» YOUR TASK
Would you give again, exactly, the lines running from the line with "clump and put a dot on each instance?" to the end of the data below, both included?

» EXTRACTED INFORMATION
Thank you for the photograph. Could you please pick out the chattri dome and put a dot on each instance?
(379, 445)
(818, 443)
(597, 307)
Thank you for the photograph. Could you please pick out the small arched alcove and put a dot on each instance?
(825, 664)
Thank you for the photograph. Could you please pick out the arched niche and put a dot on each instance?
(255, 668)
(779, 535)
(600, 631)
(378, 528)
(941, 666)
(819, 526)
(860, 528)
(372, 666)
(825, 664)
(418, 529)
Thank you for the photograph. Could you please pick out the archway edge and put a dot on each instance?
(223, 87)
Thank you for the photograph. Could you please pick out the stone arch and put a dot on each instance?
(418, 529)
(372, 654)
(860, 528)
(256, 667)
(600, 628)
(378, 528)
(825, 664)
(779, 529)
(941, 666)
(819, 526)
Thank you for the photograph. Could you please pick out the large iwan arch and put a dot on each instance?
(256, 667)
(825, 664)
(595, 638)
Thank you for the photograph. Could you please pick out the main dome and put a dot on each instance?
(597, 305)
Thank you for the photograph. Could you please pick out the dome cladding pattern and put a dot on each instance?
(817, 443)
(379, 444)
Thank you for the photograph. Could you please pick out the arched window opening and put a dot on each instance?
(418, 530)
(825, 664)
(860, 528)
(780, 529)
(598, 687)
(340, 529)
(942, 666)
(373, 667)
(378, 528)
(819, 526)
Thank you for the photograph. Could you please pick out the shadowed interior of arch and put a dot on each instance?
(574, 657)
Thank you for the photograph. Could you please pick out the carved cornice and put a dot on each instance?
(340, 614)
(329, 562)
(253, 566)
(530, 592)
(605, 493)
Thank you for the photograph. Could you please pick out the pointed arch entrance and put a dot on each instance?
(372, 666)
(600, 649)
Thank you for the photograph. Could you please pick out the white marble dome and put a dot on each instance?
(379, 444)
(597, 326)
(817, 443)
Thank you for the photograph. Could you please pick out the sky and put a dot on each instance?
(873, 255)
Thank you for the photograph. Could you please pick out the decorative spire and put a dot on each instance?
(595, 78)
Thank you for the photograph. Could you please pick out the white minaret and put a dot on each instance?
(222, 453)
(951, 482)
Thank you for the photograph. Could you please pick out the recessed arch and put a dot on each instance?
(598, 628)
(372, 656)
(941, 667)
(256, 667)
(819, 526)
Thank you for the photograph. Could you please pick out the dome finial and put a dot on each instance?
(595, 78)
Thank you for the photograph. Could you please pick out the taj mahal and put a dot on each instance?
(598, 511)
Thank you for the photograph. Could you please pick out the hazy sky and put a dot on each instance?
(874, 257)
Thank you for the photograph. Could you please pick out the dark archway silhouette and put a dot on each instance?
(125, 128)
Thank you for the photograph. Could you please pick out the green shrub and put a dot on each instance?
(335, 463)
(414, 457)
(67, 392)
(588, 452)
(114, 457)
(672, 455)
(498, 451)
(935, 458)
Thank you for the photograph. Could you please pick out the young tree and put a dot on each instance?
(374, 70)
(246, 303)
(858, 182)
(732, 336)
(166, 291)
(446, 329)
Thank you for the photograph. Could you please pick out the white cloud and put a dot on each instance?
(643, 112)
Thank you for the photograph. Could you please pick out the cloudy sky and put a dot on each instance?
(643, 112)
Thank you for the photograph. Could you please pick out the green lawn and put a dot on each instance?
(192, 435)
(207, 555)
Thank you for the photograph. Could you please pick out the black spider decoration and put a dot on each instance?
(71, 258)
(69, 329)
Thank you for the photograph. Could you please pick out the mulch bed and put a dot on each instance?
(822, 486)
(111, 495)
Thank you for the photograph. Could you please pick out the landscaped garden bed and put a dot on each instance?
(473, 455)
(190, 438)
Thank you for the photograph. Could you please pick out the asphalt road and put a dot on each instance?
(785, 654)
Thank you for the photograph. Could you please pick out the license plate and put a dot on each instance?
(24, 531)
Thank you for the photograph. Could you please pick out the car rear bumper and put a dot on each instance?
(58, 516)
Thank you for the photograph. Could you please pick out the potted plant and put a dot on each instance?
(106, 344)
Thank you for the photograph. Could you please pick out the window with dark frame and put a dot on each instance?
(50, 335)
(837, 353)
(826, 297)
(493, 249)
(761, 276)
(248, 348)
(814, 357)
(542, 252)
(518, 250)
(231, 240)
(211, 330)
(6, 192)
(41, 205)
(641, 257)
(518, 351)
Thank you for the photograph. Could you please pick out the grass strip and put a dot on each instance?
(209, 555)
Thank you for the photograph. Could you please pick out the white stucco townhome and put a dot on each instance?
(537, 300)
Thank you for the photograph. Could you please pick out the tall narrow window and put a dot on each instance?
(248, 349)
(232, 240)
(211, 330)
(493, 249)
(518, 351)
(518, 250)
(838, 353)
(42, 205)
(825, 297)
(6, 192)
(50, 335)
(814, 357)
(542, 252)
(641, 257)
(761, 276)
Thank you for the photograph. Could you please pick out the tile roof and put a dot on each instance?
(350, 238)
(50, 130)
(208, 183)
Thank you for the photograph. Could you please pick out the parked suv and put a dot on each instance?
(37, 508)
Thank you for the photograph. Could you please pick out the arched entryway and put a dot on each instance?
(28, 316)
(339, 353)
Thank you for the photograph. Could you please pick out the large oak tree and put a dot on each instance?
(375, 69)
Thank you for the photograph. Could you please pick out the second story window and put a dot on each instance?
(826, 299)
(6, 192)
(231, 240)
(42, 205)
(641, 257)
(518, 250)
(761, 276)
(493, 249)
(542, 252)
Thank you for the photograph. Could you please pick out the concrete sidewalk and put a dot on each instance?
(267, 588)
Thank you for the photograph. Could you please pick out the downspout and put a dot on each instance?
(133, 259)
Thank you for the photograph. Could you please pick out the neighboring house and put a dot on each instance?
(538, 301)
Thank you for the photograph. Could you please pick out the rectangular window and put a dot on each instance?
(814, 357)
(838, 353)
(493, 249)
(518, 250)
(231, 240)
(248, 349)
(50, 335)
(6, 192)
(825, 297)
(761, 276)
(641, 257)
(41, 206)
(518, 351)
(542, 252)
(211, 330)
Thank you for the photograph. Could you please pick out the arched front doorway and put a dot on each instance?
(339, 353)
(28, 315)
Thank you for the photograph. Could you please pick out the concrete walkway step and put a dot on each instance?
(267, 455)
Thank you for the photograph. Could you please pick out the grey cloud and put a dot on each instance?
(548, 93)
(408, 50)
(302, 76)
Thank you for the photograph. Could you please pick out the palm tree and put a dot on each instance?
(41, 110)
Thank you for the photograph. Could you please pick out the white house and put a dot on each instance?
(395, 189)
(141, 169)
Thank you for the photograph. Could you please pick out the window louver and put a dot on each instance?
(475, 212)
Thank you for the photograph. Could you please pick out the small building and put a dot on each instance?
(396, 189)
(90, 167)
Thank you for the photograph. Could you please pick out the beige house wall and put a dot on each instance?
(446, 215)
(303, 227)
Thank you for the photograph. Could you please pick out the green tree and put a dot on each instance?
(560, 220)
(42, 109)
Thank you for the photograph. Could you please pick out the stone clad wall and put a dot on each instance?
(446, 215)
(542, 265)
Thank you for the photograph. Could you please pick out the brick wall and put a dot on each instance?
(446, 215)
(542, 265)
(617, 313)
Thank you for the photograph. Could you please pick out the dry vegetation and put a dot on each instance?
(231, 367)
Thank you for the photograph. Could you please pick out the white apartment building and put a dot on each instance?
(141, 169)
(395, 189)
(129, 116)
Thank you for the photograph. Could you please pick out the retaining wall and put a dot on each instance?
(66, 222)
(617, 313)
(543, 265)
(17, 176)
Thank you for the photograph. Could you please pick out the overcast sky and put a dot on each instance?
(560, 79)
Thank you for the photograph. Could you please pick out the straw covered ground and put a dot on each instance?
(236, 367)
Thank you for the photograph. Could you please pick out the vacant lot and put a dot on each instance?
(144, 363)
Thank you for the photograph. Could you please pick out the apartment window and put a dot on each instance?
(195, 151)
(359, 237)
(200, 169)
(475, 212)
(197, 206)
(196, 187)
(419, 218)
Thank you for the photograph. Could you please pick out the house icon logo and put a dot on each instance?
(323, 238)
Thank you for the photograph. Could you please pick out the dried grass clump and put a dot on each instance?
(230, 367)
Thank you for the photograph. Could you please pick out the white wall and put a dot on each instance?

» RESULT BELOW
Thank you for the photograph. Could you please pick out the dried grass clump and put a dot on each instance?
(230, 367)
Thank you for the photograph. Could you please pick out the white wall and put a dot on each instance?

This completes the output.